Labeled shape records

[start]

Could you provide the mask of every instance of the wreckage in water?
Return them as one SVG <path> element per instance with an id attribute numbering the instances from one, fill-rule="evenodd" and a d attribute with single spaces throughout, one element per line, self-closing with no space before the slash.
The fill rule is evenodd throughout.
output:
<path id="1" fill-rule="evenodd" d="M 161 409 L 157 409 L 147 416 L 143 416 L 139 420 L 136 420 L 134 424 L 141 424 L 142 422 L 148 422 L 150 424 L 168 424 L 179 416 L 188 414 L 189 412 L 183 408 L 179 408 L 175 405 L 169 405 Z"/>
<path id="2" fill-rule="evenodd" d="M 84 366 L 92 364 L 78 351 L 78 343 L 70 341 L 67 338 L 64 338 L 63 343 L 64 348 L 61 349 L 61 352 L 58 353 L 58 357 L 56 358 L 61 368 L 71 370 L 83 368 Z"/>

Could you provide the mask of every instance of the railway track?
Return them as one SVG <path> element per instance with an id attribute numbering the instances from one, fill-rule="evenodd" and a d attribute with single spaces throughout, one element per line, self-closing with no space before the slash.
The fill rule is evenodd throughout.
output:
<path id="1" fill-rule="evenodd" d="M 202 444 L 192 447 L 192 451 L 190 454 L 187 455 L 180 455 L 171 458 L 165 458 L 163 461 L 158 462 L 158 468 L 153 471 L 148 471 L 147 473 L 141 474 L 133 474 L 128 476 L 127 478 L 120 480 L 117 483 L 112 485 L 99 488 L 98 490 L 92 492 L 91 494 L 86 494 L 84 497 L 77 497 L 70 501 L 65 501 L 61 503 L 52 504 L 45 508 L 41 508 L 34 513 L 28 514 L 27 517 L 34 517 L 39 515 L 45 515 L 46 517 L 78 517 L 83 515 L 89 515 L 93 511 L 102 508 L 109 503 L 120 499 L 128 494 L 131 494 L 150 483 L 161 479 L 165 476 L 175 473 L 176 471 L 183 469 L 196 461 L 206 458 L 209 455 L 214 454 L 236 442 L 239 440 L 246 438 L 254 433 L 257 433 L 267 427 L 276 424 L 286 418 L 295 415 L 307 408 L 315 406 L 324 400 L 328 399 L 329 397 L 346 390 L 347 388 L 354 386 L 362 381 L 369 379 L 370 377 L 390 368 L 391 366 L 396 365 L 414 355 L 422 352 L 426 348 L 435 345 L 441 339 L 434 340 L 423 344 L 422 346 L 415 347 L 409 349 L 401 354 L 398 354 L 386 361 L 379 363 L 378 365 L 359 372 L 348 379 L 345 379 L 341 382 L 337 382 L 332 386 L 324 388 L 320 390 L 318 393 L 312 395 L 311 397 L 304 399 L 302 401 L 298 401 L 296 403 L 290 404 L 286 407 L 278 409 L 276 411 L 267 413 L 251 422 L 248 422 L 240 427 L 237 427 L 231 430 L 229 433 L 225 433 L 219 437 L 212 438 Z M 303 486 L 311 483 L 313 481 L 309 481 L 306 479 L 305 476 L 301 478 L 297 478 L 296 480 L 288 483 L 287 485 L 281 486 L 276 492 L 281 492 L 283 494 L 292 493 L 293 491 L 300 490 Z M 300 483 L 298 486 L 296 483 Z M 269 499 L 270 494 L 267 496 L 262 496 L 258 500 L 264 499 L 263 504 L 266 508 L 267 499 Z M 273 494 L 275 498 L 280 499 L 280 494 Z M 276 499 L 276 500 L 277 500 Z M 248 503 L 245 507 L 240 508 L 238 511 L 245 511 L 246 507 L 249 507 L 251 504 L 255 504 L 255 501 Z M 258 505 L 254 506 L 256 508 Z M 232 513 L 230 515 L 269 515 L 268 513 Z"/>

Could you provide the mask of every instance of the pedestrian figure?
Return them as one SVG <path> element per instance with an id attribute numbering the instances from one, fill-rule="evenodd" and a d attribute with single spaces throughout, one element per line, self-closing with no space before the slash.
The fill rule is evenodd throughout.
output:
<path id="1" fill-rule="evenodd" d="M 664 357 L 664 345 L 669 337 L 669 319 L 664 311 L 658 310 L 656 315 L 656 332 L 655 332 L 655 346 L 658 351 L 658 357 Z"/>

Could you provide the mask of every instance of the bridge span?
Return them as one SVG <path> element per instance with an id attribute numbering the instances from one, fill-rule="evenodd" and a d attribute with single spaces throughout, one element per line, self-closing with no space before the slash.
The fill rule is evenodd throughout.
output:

[end]
[start]

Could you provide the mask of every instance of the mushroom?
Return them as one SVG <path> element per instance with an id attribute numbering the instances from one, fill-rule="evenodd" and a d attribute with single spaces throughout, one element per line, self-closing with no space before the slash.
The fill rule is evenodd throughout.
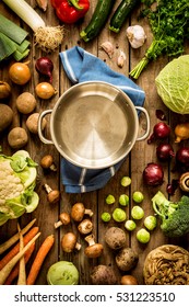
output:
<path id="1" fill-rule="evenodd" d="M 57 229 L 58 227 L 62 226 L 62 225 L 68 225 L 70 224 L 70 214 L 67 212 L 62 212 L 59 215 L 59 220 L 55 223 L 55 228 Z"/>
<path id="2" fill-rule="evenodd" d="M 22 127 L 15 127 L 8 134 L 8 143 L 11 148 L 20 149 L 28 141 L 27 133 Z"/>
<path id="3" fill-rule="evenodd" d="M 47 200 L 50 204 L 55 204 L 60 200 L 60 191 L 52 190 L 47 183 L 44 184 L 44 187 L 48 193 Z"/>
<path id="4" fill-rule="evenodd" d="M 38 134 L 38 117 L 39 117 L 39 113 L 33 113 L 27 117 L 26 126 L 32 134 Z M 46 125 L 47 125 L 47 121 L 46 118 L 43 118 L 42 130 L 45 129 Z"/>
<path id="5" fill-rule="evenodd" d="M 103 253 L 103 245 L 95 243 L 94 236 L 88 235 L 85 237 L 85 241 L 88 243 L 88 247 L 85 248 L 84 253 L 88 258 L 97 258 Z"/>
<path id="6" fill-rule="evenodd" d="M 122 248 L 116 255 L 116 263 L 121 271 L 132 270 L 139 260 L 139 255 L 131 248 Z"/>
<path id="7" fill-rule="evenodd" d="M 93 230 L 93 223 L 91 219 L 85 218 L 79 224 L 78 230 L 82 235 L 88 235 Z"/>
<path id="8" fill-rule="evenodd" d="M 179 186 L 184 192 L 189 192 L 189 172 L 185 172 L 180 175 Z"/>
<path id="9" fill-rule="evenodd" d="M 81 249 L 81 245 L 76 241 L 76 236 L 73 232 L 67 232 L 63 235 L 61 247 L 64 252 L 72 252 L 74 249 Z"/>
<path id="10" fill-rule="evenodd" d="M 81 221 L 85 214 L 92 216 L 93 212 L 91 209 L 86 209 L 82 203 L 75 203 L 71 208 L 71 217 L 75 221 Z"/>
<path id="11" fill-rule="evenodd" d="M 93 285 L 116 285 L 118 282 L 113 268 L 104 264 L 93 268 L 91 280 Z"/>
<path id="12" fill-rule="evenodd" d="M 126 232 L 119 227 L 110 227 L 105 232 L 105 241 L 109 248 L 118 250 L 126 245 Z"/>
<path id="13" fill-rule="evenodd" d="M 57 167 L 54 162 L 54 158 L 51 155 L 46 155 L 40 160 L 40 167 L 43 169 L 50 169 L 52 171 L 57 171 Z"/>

[end]
[start]

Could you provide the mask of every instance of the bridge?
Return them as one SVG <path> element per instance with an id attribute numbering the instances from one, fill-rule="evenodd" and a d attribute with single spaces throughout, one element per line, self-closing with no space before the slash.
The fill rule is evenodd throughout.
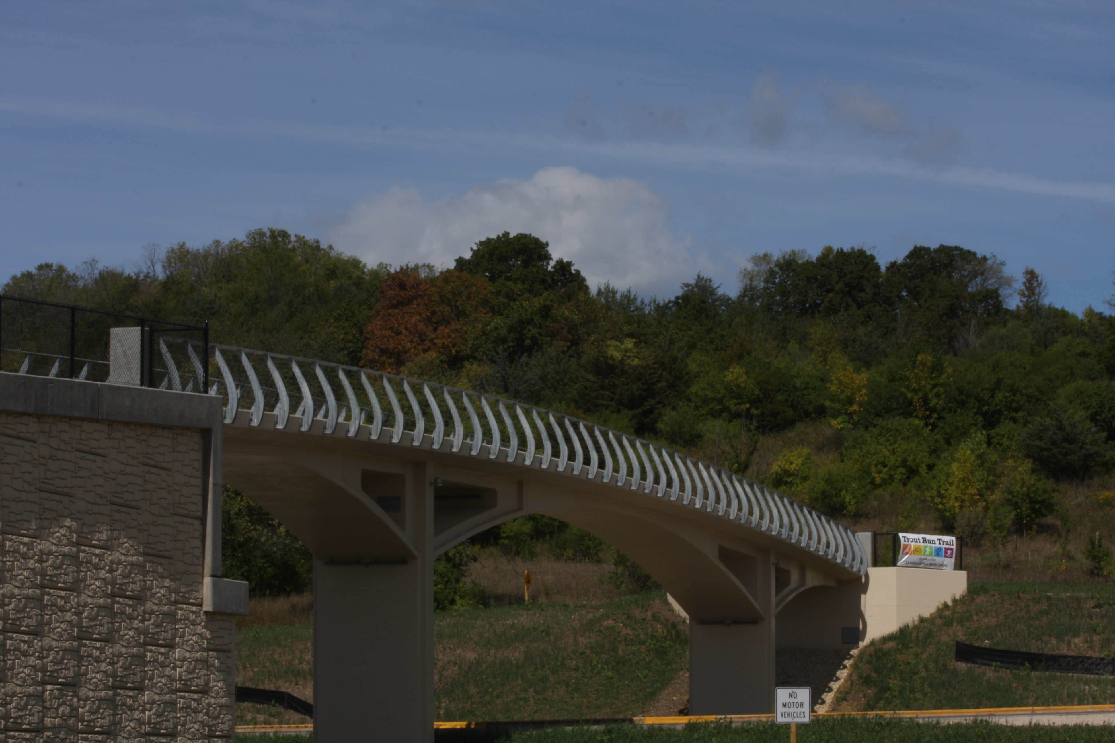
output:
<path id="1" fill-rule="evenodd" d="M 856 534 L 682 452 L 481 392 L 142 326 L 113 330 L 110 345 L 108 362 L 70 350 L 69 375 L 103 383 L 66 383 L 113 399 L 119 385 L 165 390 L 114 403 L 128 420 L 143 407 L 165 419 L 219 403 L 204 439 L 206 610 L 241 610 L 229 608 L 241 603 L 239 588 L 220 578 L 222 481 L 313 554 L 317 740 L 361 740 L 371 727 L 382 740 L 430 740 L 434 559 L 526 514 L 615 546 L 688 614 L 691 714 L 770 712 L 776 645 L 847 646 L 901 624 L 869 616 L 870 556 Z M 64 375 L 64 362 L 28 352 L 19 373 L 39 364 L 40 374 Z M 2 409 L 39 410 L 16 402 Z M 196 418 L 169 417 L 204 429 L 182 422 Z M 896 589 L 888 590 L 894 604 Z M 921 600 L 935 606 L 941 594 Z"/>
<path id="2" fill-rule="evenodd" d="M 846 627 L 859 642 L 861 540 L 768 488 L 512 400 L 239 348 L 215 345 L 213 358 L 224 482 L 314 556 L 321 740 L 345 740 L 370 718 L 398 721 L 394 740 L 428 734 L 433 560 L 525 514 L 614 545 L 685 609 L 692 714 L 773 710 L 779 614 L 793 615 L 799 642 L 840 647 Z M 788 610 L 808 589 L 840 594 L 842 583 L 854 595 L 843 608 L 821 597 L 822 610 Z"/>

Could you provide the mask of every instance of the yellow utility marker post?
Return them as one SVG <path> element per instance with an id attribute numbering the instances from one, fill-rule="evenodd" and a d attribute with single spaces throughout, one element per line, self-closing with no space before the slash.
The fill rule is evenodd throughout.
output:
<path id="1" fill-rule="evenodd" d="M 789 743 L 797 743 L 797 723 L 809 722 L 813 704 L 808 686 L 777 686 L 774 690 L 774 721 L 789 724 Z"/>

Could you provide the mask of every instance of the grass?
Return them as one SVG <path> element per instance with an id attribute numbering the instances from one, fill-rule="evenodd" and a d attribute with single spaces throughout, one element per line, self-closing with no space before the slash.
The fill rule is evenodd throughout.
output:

[end]

WHAT TO PRODUCE:
Rewrite only the lines from the one containing "Could you provide the mask of every instance of the wreckage" through the one containing "161 409 L 157", changing "wreckage" to "debris" and keeping everything else the same.

FINISHED EXERCISE:
Could you provide the mask of every instance of the debris in water?
Return them as one SVG <path> element per instance with an id attribute numbering the instances from one, fill-rule="evenodd" and a d attribute with single spaces throughout, one element per line, self-closing with no space before the slash.
The fill rule is evenodd throughout.
output:
<path id="1" fill-rule="evenodd" d="M 161 409 L 157 409 L 147 416 L 143 416 L 139 420 L 136 420 L 134 424 L 141 424 L 142 422 L 148 422 L 150 424 L 168 424 L 179 416 L 188 414 L 189 412 L 183 408 L 179 408 L 175 405 L 169 405 Z"/>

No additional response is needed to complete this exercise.